* DIRECTIONS FOR THIS TASK *
Reproduce the part of the skin chafing article between "Make sure you get" and "common prevention methods.", inclusive.

* EXERCISE PASSAGE *
Ever take a step and feel like your skin is rubbing against a cheese grater?
If you are an exercise enthusiast, or if you are overweight, you have probably experienced skin chafing. If that doesn’t sound familiar to you, it is the annoying, and painful result of your skin rubbing against clothing or against more skin.
It can occur pretty much anywhere on your body, everyone has their own unique problem spots but for women it is most common under the arms and between the thighs, and for men it is most common near their genitals, or around their nipples.
If this problem is one that rings true in your life, you shouldn’t let it deter you from doing anything and everything you’d like to do. Here’s what you need to know to treat and avoid that pesky red skin.
What is chafing?
Chafing refers to the irritation of skin caused by repetitive friction, usually generated through skin-to-skin contact of multiple body parts. Chafing usually forms in the inner thighs and inner gluts; armpits and nipples can also develop chafing although it is less common.
In order to prevent skin chafing, you must decrease the amount of friction to your skin. Here are some ways to do this:
Say no to cotton because it absorbs sweat and stays wet. Try to avoid it where you can and wear synthetic, wicking fabrics instead. Wet skin often makes chafing much worse.
Before you head out the door, apply natural talcum and alum powders to areas on your body that get the sweatiest. The powders will help to absorb any moisture and helps you stay dry.
Say no to seams and tags especially on your shirt, (or on your bra if you’re a female) because seams and tags cause major irritation.
Make sure you get a proper fit. A sports bra that is too snug will dig into your skin, and the excess material on a baggy shirt can rub your raw.
Don’t forget to cover up those nips. Nipple protection is critical for guys. NipGuards and band-aids are common prevention methods.
Apply lubricant to chafe-prone body parts. When heading out for a long run, stash Chap Stick or a travel sized deodorant, or even some coconut oil. If you feel some part of you starting to rub, take a second and roll the product over the sensitive area. It should get you through the event with little to no chaffing.
Also, make sure your skin is well moisturized. Try to apply twice a day at minimum.
Drinking water minimizes the salt concentration of sweat. Salt has a sandpaper effect on skin.
The treatment for chafing is relatively simple. As soon as you get home from whatever event made you sweat or chaff, jump in the shower and wash off in lukewarm water. Lather yourself with soap, or an all-natural alternative, to eliminate bacteria from creeping into freshly exposed skin. This will prevent the occurrence of folliculitis which is a common problem in athletes.
The next step is to sooth the red area. Make sure you pat it (not rub it) with ointment, or lotion. I recommend St. Ives moisturizing aloe cream. This cream is para-ben free and soothes the inflamed skin. Pat, don’t rub.

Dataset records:
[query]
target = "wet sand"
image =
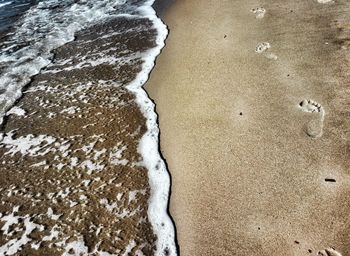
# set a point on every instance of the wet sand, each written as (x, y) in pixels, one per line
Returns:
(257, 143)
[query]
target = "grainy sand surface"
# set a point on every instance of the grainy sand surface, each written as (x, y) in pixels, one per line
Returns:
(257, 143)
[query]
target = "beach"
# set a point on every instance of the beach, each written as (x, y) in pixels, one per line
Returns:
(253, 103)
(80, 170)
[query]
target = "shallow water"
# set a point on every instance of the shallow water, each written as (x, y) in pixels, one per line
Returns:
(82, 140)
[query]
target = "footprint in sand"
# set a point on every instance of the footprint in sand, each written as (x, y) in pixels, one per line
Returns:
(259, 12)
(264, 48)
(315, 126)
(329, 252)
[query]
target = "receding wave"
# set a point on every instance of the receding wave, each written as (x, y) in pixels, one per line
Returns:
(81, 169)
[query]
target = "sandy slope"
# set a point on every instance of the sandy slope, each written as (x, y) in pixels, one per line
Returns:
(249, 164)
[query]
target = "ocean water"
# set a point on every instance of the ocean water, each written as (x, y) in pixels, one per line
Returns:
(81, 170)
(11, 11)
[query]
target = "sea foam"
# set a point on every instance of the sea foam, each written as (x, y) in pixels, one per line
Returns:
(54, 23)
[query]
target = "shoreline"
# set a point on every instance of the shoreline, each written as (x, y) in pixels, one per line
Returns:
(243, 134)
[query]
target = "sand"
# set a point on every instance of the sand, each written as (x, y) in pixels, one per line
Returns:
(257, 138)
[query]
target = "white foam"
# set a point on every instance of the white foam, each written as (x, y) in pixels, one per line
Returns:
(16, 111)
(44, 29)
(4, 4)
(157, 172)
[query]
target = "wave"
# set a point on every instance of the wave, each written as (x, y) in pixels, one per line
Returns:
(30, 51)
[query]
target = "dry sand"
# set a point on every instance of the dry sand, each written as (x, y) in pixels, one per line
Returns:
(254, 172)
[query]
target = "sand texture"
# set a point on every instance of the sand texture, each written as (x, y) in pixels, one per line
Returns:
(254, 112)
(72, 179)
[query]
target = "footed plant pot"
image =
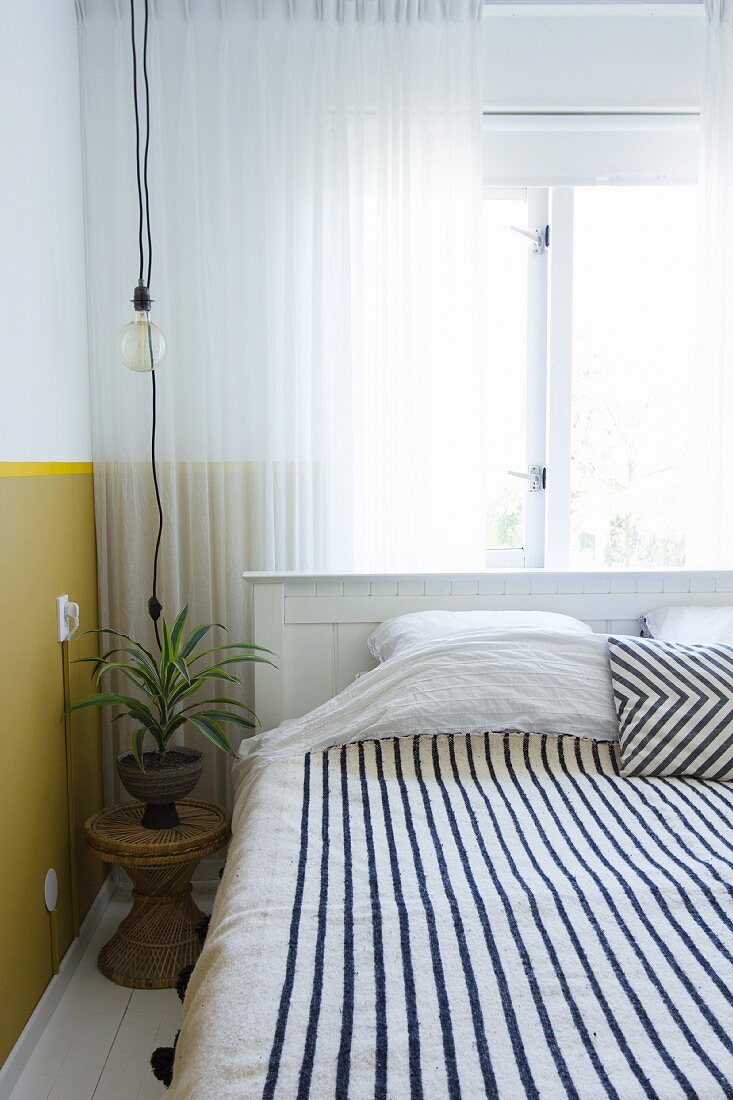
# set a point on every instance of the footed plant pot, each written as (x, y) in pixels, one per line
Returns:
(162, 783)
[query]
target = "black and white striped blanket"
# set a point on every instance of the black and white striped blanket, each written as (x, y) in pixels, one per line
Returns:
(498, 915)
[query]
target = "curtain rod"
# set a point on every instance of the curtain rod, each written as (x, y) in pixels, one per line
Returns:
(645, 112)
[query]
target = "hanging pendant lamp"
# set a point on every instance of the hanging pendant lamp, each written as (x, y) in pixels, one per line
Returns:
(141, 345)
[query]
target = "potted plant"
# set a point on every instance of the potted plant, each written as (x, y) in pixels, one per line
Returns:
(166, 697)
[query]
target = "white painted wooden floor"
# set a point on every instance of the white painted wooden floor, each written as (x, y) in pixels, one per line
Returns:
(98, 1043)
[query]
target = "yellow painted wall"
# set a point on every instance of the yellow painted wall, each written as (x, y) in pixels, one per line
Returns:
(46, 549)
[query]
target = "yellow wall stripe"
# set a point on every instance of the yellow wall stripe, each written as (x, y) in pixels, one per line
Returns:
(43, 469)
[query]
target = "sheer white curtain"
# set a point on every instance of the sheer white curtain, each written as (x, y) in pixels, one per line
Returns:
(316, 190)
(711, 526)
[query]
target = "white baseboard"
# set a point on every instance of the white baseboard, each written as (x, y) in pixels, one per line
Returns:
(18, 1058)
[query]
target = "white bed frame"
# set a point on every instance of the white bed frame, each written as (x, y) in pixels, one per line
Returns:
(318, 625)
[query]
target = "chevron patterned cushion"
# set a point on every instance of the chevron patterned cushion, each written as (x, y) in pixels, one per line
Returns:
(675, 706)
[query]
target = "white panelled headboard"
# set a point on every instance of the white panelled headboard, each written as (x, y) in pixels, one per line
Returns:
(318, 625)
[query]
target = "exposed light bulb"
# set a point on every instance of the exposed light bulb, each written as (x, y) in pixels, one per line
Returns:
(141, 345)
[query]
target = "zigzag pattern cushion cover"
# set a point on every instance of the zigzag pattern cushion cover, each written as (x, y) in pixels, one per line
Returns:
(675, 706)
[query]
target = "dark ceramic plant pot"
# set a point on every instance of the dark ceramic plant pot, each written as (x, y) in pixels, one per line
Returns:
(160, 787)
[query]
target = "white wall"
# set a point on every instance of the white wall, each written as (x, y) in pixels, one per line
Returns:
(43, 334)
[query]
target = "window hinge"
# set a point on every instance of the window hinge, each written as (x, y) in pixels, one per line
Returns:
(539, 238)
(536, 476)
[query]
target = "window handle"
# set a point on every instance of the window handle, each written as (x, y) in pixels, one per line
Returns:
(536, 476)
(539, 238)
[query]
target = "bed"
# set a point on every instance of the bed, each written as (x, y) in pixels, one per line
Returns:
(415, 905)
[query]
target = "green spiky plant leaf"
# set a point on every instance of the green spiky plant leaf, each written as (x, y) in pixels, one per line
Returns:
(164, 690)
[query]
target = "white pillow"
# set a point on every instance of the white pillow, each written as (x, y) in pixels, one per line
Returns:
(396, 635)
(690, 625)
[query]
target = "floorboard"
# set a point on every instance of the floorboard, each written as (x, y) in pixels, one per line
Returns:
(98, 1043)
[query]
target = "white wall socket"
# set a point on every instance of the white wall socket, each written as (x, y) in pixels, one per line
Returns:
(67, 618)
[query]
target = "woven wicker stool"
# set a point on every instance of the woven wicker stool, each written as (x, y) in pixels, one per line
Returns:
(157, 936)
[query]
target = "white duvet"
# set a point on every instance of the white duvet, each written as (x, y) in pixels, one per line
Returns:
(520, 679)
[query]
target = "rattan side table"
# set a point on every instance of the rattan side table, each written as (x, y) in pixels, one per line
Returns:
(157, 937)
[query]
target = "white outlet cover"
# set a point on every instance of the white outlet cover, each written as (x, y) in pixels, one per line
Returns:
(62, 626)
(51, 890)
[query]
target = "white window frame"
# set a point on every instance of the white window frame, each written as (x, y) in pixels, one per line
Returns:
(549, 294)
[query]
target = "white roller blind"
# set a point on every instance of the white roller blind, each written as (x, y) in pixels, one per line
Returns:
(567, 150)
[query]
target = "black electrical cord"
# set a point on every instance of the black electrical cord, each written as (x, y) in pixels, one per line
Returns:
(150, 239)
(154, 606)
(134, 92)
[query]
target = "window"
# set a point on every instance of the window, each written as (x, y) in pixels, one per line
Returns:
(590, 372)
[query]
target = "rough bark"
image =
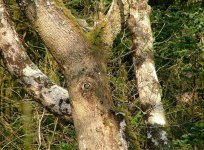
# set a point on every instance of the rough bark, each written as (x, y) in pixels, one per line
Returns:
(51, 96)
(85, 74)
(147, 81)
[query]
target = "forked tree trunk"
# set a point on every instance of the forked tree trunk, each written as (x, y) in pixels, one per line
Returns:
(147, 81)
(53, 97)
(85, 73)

* EXPECTED OUTPUT *
Make sure you get a proper fit. A sports bra that is too snug will dig into your skin, and the excess material on a baggy shirt can rub your raw.
Don’t forget to cover up those nips. Nipple protection is critical for guys. NipGuards and band-aids are common prevention methods.